Written exercise –
Rewrite the lines below as a numbered list, omitting any blank lines.

Begin Data extract

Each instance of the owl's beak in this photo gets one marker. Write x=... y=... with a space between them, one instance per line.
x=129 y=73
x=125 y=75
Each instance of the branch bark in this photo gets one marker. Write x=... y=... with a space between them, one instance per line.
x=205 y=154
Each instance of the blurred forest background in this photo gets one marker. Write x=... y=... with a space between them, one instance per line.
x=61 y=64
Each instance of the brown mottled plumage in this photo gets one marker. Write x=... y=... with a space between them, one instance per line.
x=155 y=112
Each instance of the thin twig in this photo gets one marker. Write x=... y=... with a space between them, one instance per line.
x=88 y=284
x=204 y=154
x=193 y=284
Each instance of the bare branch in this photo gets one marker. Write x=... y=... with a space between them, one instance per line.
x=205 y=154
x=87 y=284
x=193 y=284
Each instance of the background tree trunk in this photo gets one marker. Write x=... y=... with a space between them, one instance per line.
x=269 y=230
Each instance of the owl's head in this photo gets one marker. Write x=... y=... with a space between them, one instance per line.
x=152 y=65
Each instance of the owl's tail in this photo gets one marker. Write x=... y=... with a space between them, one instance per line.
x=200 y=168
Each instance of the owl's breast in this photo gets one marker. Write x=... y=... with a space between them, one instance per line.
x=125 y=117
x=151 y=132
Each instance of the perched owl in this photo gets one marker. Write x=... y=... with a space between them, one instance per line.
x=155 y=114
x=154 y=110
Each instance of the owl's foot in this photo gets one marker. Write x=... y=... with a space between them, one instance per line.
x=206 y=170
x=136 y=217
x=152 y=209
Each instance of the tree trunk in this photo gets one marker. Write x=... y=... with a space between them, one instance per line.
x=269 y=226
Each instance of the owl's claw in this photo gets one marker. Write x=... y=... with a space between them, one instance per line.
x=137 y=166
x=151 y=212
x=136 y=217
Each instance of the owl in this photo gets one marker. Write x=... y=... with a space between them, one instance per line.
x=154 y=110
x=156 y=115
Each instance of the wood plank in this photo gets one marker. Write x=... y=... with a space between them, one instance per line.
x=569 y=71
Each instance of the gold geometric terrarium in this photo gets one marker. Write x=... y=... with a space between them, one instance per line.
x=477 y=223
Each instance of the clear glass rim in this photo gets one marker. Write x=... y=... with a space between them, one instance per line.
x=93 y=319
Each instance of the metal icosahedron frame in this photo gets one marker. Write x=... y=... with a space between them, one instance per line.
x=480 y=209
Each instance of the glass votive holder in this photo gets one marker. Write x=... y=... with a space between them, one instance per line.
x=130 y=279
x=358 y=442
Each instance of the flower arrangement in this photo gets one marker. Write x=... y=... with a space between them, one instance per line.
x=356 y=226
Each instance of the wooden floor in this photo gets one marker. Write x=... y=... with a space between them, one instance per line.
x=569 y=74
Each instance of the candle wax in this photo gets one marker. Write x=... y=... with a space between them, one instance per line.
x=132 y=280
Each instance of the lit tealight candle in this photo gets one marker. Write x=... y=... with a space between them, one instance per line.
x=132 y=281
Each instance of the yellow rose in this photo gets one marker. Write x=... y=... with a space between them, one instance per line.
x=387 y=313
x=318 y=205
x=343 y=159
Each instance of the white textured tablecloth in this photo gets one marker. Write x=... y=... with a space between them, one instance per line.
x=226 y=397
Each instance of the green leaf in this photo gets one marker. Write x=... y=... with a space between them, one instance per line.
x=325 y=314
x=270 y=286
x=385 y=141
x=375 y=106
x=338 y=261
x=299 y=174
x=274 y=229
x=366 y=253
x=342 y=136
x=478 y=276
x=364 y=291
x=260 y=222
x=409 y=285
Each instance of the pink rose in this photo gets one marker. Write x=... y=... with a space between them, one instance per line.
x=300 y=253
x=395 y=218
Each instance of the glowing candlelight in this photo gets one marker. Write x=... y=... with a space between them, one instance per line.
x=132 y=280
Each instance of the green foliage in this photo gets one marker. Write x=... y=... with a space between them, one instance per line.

End Data extract

Solution for this task –
1. Each instance of the owl's beak in this photo gets one marker. Write x=... y=... with a space between them, one instance per line.
2. x=129 y=73
3. x=125 y=75
4. Each instance of the branch bark in this photo gets one marker. Write x=... y=... with a space between them, one instance per line.
5. x=205 y=154
6. Each instance of the blurred forest background in this photo gets one marker. Write x=... y=... with a space between them, one instance per line.
7. x=61 y=64
8. Each instance of the brown mottled plumage in this photo gets one marker. Write x=... y=... with a space between them, one instance per line.
9. x=155 y=112
10. Each instance of the thin twig in this photo gets one marker. Write x=... y=... with a space between them, one instance per line.
11. x=88 y=284
12. x=204 y=154
13. x=193 y=284
14. Each instance of the bare branch in this photo gets one marker. Write x=... y=... with a space between them, one instance per line.
15. x=205 y=154
16. x=87 y=284
17. x=193 y=284
18. Each instance of the background tree trunk in this photo gets one marker. Write x=... y=... with a space between them, one instance per line.
19. x=269 y=230
20. Each instance of the owl's head in this photo gets one marker. Write x=... y=... with a space between them, one instance per line.
21. x=152 y=65
22. Each instance of the owl's tail in this photo gets one marker. Write x=... y=... with a space between them, one instance per line.
23. x=200 y=168
24. Each instance of the owl's breast in this photo gets one marker. Write x=... y=... with a space between them, one instance per line.
25. x=125 y=117
26. x=151 y=132
27. Each instance of the perched owl in this photo gets one marker. Write x=... y=... with a space between them, one instance per line.
28. x=155 y=114
29. x=154 y=110
30. Each instance of the owl's foot in this photo gets one marker. Write x=... y=... with a space between them, one instance per line.
31. x=206 y=170
32. x=136 y=217
33. x=152 y=209
34. Each instance of the tree trunk in this photo gets one marker. Write x=... y=... with a space between them, one instance per line.
35. x=269 y=226
36. Each instance of the owl's claw in this photo gets one marker. Write x=... y=... with a space between them, one instance per line.
37. x=137 y=166
38. x=151 y=212
39. x=136 y=217
40. Each instance of the owl in this photo gets one marker. Write x=... y=... with a space between them, one instance per line.
41. x=154 y=110
42. x=156 y=115
43. Each instance of the wood plank in this photo gets one marker. Write x=... y=... with a space between them, one instance per line.
44. x=569 y=71
45. Each instance of the gold geometric terrarium in this photo gets one marker. Write x=... y=... with a space between them, one instance per line.
46. x=477 y=223
47. Each instance of the clear glass rim in this photo gets one marker. Write x=... y=... with a space between them, one instance per line.
48. x=93 y=319
49. Each instance of the metal icosahedron frame in this photo gets one marker. Write x=... y=... with a space between them, one instance per line.
50. x=480 y=209
51. Each instance of the glass votive holder in this photo gets one marker. Write x=... y=... with a space between them, one instance per line.
52. x=130 y=279
53. x=358 y=442
54. Each instance of the flower arrangement in this photo gets one marker. Write x=... y=... with a space between them, one instance per line.
55. x=356 y=226
56. Each instance of the wooden floor in this photo gets one marker. Write x=... y=... with a space between them, one instance per line.
57. x=569 y=74
58. Each instance of the candle wax in this photo gets one marker. Write x=... y=... with a space between them, one instance per line.
59. x=132 y=280
60. Each instance of the lit tealight candle in this photo gets one marker. Write x=... y=... with a space between them, one instance per line.
61. x=132 y=281
62. Each instance of the yellow rose in this photo gets one marker. Write x=... y=... with a space between them, one instance per line.
63. x=387 y=313
64. x=318 y=205
65. x=343 y=159
66. Each instance of the white textured tablecloth in this photo gets one marker. Write x=... y=... with a space between them, one instance per line.
67. x=226 y=397
68. Each instance of the green leaf in this photo gets one marker. Write x=... y=... with a space between them, one instance per line.
69. x=325 y=314
70. x=270 y=286
71. x=385 y=141
72. x=375 y=106
73. x=338 y=261
74. x=299 y=174
75. x=274 y=229
76. x=366 y=253
77. x=342 y=136
78. x=478 y=276
79. x=364 y=291
80. x=260 y=222
81. x=409 y=285
82. Each instance of the pink rose in this photo gets one marker. Write x=... y=... with a space between them, one instance per line.
83. x=300 y=253
84. x=395 y=218
85. Each instance of the glowing candlelight in this photo gets one marker. Write x=... y=... with a space between them, one instance per line.
86. x=132 y=280
87. Each instance of the green foliage in this photo gets one marker. Write x=... y=... with a space between them, one instance per line.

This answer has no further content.